start Records for this exercise

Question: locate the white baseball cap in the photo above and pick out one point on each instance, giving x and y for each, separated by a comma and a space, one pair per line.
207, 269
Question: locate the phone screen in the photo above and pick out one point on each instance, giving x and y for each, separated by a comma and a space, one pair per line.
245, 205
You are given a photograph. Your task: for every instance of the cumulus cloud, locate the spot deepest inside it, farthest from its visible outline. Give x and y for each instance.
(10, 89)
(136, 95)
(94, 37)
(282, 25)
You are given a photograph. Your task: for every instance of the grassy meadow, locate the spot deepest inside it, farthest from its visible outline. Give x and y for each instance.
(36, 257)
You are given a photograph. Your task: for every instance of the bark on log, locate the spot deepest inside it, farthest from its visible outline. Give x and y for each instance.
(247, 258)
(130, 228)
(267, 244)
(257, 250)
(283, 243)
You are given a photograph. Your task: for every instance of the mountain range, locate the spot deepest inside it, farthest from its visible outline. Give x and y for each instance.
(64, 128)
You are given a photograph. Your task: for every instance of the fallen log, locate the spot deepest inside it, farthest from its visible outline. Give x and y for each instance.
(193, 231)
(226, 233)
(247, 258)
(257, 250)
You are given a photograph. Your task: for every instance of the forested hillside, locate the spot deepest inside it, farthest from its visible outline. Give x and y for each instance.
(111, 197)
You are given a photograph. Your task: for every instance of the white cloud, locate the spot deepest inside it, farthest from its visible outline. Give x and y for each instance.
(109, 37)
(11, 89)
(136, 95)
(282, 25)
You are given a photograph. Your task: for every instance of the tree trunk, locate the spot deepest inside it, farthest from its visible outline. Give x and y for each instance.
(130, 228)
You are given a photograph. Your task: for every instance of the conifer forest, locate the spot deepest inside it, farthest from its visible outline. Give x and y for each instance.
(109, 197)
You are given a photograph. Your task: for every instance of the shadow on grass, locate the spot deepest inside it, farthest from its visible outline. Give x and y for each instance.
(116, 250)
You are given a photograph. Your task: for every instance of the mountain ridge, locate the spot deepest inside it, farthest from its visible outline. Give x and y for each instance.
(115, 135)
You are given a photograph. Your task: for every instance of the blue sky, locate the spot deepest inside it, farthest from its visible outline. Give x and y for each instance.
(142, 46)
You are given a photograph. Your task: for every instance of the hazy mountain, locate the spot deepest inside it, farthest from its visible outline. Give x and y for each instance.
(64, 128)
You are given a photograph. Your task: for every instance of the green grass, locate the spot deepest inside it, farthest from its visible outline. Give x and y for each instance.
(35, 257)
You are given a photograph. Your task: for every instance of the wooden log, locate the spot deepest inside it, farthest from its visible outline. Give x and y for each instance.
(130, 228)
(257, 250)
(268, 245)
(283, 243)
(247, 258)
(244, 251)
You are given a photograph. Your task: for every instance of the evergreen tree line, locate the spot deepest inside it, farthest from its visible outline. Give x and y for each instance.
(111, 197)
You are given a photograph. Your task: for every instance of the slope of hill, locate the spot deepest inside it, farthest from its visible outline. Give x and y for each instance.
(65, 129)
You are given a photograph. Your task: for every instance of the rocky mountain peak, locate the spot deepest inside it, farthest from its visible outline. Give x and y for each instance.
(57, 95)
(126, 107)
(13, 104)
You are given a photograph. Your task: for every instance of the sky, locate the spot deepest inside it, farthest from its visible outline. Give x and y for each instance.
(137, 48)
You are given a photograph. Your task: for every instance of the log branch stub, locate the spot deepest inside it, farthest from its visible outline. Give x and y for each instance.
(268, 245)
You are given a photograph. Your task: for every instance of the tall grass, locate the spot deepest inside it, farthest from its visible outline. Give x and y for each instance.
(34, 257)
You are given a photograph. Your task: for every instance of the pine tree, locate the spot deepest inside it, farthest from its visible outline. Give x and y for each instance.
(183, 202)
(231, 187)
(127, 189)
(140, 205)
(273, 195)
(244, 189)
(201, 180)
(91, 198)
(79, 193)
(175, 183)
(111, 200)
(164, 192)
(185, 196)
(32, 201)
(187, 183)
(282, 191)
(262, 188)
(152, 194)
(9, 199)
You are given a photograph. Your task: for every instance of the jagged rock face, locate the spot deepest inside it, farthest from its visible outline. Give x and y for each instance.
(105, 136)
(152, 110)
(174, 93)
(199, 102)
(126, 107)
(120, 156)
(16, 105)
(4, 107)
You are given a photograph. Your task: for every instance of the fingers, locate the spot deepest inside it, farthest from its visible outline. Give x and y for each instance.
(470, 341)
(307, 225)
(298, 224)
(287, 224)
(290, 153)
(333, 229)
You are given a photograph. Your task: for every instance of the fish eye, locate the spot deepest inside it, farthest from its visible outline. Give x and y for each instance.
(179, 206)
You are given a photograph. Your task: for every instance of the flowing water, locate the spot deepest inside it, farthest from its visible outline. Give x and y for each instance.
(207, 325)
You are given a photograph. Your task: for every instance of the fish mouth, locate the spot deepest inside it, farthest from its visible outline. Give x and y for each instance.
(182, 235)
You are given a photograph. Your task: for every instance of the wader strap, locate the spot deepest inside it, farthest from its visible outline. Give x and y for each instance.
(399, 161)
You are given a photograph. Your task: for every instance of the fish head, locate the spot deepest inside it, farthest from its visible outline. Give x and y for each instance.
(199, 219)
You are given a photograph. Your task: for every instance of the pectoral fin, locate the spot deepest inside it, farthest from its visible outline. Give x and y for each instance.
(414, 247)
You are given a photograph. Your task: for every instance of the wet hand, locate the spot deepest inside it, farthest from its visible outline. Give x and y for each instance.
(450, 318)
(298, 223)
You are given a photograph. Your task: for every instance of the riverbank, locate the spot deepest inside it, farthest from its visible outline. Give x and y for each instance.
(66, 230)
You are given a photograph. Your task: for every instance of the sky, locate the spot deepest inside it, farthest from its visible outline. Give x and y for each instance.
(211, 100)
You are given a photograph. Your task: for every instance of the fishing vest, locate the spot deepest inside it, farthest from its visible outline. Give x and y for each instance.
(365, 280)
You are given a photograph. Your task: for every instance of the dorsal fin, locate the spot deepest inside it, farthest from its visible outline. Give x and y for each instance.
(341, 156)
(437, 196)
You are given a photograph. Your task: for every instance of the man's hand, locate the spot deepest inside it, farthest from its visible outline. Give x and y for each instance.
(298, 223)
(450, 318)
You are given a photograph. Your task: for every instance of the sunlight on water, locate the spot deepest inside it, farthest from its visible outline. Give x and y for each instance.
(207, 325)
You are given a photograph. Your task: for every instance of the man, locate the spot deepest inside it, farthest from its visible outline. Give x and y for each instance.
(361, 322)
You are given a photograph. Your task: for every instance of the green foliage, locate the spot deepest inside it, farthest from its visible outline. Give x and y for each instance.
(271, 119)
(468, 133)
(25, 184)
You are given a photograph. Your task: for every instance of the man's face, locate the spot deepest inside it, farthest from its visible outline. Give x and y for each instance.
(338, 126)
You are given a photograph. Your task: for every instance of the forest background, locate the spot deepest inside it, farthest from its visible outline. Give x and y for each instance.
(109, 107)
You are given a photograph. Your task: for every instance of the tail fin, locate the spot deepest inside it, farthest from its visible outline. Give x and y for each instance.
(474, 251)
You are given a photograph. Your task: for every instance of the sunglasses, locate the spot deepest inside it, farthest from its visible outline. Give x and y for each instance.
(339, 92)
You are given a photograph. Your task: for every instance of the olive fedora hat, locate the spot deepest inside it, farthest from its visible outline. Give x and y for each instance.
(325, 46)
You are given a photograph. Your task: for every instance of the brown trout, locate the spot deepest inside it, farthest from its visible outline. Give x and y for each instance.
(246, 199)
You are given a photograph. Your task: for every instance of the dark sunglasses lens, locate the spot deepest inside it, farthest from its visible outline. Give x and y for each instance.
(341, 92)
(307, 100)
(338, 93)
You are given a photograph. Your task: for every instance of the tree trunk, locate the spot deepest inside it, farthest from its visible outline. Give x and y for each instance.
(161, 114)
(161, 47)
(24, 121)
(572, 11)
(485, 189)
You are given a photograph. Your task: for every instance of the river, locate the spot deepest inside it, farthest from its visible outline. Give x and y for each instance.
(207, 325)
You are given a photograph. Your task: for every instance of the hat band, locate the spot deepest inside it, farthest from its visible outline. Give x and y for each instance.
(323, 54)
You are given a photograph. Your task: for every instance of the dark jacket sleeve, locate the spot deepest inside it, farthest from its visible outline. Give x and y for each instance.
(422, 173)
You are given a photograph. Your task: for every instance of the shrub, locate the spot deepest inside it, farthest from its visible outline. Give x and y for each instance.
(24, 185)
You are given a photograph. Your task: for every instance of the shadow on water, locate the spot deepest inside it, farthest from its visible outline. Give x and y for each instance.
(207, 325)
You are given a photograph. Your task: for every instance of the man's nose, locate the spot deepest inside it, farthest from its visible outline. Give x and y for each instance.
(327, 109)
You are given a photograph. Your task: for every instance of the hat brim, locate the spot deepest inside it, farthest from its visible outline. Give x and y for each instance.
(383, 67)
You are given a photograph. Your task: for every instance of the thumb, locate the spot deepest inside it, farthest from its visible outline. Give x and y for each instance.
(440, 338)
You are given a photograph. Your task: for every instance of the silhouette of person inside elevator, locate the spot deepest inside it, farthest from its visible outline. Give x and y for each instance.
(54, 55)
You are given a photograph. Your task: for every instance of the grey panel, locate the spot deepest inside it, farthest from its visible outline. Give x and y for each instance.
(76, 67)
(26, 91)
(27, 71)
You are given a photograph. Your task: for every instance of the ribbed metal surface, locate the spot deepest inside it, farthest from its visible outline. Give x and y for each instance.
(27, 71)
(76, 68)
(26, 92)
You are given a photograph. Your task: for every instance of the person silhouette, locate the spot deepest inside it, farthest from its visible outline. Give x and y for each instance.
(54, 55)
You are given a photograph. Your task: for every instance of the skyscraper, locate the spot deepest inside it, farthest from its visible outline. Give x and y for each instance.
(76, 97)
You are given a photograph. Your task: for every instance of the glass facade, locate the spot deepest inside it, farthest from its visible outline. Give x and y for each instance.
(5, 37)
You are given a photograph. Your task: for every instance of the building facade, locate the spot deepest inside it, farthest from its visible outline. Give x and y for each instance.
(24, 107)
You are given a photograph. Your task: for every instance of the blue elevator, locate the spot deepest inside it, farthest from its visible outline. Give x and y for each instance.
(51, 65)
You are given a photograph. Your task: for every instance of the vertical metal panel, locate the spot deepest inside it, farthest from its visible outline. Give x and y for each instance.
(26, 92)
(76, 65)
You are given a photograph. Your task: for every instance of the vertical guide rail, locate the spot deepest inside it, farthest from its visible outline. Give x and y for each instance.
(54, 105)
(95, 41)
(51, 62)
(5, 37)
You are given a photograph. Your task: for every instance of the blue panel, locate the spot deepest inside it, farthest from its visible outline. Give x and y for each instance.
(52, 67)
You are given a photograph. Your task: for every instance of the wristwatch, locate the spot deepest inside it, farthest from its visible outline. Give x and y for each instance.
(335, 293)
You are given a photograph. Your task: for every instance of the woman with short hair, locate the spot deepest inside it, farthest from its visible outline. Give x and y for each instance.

end Records for this exercise

▶ [What you need to do] Give back exactly the lines running from the line containing "the vertical guide" through the end of the material above, both included, and nothing beyond them.

▶ [Result of the task]
You are given a photograph. Your task: for every instance of the vertical guide rail, locate the spot deepest inside it, farthest from its visible outline. Give x and y for each instance.
(54, 105)
(95, 41)
(51, 62)
(5, 37)
You are given a photograph. Your task: for every instance of the blue panel, locate the spot deepest inside it, farthest from its visible outline. Give x and y for each instance.
(52, 67)
You are given a photograph. Your task: for every instance of the wristwatch, locate the spot deepest inside it, farthest from its visible outline. Give x and y for each instance.
(335, 293)
You are given a photograph. Your task: for every instance of the woman with short hair, locate the spot deepest inside it, farthest from its visible outline. Give x and y for each instance.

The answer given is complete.